> _TASK SET_:
**1)** Answer these three questions from the report on Sa'diyya Farajallah's death in prison:
(a) How old was Farajallah?
(b) On what date did Israeli soldiers abduct her?
(c) Where did Akram Samara last see her?
**2)** List every person named in the report on Sa'diyya Farajallah's death in prison.
**3)** Extend the report on Sa'diyya Farajallah's death in prison with a few more sentences, picking up after its final sentence.

** Opening TEXT BLOCK block **

On Saturday, the Palestinian Prisoners’ Society (PPS) reported that the Palestinian woman, the oldest female detainee imprisoned by Israel, died in an Israeli prison less than seven months after Israeli soldiers abducted her.
The PPS said that Sa’diyya Farajallah, 68, from Ethna town west of the southern West Bank city of Hebron, died at the ad-Damoun Israeli prison and added that the circumstances that led to her death remain unknown.
The PPS stated that Farajallah, a married mother of eight, was the oldest Palestinian female detainee in Israeli prisons and that she was abducted by the Israeli soldiers on December 18, 2021, near the Ibrahimi Mosque in Hebron, after she was injured when many illegal Israeli colonizers attacked her.
The Israeli authorities prevented her family from visiting her throughout her imprisonment; she died at the Damoun Israeli prison.
The woman had diabetes and high blood pressure and was taking medications before she was taken, prisoner.
Akram Samara, a lawyer of the Palestinian Detainees Committee, said he saw her last time last Tuesday in court, adding that she was in a wheelchair, unable to speak, and looked very fragile.
Samara said the Israeli authorities refused to provide medical reports detailing her health condition and were denying her the right to medical treatment during her imprisonment.
Her brother, Taiseer Farajallah, demanded an autopsy to know the cause of death and added that the soldiers repeatedly struck and beat his sister, after they claimed she tried to stab a colonizer, near the Ibrahimi Mosque while she was on her way to visit her two married daughters, living in the Old City of Hebron.

** Closing TEXT BLOCK block **
** Opening EXCERPTED RECORDS block **

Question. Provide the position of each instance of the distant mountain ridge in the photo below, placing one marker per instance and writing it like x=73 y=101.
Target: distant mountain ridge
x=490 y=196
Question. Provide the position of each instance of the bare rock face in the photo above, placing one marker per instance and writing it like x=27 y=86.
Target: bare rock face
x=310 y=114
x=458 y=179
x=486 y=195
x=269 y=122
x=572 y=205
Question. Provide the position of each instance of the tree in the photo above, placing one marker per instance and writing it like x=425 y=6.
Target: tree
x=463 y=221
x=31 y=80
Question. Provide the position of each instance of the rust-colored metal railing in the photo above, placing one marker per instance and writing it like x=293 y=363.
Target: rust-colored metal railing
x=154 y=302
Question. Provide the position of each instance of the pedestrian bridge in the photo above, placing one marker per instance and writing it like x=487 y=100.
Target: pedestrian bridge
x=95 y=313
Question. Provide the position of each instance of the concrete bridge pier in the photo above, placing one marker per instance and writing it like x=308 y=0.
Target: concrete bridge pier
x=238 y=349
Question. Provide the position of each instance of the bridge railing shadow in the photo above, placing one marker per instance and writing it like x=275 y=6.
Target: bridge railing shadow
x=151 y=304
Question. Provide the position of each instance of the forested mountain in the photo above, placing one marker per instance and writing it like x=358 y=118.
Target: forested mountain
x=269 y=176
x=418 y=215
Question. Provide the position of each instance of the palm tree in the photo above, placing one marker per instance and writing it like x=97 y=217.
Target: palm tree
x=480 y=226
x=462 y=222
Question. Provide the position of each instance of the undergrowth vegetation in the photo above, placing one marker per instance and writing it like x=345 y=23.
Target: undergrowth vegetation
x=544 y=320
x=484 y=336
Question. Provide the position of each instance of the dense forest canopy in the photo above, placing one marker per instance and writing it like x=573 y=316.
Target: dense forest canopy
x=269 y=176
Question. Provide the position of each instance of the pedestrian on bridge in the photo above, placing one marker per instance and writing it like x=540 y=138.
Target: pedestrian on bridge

** Closing EXCERPTED RECORDS block **

> _PER-TASK ANSWERS_:
**1)**
(a) 68
(b) December 18, 2021
(c) In court, last Tuesday

**2)** Sa'diyya Farajallah, Akram Samara, Taiseer Farajallah

**3)**
“My sister was a woman who struggled to provide for her family despite the dire financial situation,” Taiseer stated.
Sa’diyya’s son, Mohammad, described what happened to his mother as a crime and that his family was not allowed to visit her, adding that when they saw her in court and were not allowed to talk to her, she looked very weak and extremely ill, even unable to speak.
Her death brings the number of detainees who died in Israeli prisons since 1967 to 230.
Sa’diyya was among twenty-nine female detainees, including Maysoun Mousa from Bethlehem, who was taken prisoner in 2015 and was sentenced to fifteen years in prison, in addition to Shorouq al-Badan and Bushra Tawil, who are held under the Administrative Detention orders without charges or trial.
Israel is also still holding captive ten Palestinian mothers and a female child Nofouth Hammad, 15, who was tortured during interrogation.
Palestinian Prime Minister Rami Hamdallah held Israel responsible for her death and called on the International Community to investigate her death and ensure the release of all female detainees, children, elders, and ailing political prisoners.